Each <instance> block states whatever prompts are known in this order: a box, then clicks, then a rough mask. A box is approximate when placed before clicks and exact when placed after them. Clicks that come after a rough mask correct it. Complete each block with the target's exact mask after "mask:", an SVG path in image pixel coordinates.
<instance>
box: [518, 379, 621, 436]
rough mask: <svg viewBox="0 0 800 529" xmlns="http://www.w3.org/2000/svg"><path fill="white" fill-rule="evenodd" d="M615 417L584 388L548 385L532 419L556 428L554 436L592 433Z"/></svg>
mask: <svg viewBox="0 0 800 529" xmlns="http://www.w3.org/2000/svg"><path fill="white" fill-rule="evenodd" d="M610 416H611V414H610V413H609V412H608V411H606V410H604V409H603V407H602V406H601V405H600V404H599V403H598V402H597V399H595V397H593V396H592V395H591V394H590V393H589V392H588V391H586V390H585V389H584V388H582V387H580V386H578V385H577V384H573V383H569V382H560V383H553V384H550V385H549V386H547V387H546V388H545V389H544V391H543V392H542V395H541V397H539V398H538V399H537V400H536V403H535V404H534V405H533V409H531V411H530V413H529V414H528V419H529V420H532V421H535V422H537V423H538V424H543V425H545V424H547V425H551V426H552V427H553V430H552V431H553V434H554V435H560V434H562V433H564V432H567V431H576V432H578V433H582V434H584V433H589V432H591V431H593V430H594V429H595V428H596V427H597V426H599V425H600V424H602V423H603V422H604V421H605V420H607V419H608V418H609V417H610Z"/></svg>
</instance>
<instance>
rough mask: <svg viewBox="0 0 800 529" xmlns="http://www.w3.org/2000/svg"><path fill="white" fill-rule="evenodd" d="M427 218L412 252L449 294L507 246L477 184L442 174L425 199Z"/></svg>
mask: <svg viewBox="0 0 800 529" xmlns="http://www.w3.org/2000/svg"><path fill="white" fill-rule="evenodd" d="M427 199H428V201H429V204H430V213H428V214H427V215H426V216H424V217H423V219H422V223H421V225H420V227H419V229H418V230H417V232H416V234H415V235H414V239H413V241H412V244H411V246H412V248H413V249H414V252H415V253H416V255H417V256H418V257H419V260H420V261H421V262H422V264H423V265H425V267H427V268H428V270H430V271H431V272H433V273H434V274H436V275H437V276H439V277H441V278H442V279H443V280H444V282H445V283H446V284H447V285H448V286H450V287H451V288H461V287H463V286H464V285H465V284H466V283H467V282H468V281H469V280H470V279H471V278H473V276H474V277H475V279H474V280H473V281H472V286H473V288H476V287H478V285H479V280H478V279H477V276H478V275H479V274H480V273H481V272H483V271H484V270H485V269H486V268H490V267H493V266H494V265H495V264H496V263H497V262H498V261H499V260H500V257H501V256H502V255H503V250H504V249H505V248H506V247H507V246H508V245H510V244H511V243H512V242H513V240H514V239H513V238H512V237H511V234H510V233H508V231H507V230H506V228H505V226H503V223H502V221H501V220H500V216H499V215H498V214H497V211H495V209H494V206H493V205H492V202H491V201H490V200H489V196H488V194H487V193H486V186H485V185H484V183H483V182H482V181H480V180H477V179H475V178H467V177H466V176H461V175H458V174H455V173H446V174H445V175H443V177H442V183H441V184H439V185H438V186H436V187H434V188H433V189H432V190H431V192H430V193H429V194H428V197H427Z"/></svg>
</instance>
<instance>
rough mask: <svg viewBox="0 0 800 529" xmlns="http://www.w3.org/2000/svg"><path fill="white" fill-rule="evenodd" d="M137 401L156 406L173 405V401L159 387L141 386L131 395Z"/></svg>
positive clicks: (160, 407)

....

*TASK TO CARRY OUT*. Across the preceding material, how many lines contain the word "clicks"? State the number alone.

*EXERCISE RESPONSE*. 2